Pull out each line of the records that includes the string "Query", and copy every such line in full.
* START Data excerpts *
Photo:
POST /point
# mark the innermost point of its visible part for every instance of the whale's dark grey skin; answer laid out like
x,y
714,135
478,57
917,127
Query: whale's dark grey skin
* END Data excerpts *
* START Data excerpts *
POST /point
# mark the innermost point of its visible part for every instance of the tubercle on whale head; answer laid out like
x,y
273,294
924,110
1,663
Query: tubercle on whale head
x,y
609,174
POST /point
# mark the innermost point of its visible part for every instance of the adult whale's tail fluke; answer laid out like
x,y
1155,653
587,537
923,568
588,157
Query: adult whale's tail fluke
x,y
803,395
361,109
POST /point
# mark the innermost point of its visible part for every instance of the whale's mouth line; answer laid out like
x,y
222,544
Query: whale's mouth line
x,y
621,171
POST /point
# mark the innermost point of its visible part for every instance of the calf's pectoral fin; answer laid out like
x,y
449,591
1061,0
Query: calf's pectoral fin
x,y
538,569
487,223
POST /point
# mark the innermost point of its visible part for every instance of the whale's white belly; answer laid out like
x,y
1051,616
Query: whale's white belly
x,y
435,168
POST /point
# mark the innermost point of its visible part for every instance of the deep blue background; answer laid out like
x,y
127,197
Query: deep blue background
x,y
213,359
* END Data excerpts *
* START Data excerpts *
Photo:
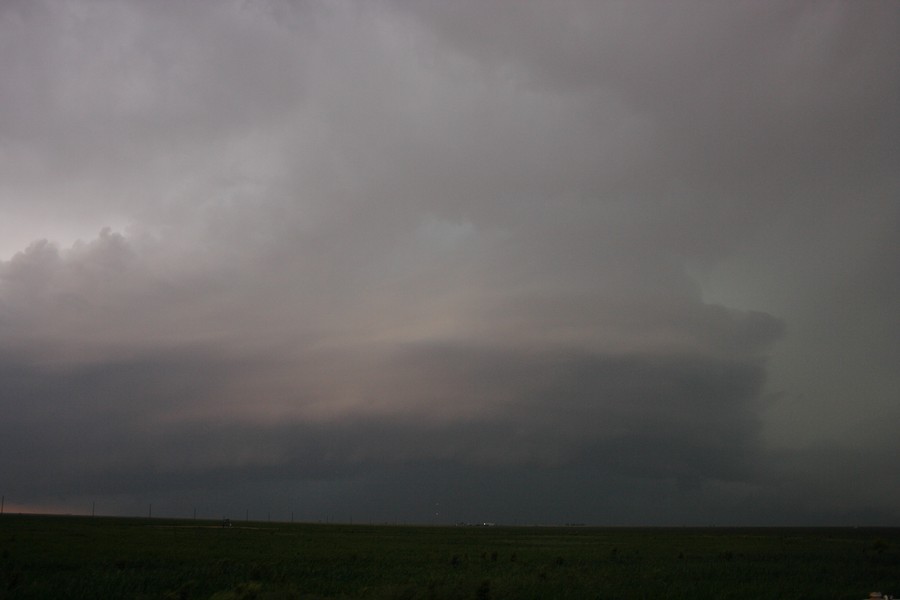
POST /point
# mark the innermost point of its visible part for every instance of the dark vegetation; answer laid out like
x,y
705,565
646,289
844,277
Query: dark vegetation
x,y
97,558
* END Data excerpts *
**Reply to the exercise**
Query: whale's dark grey skin
Query: tubercle on whale head
Query: adult whale's tail fluke
Query: whale's mouth line
Query: calf's pectoral fin
Query: whale's white belly
Query: deep blue background
Query: dark vegetation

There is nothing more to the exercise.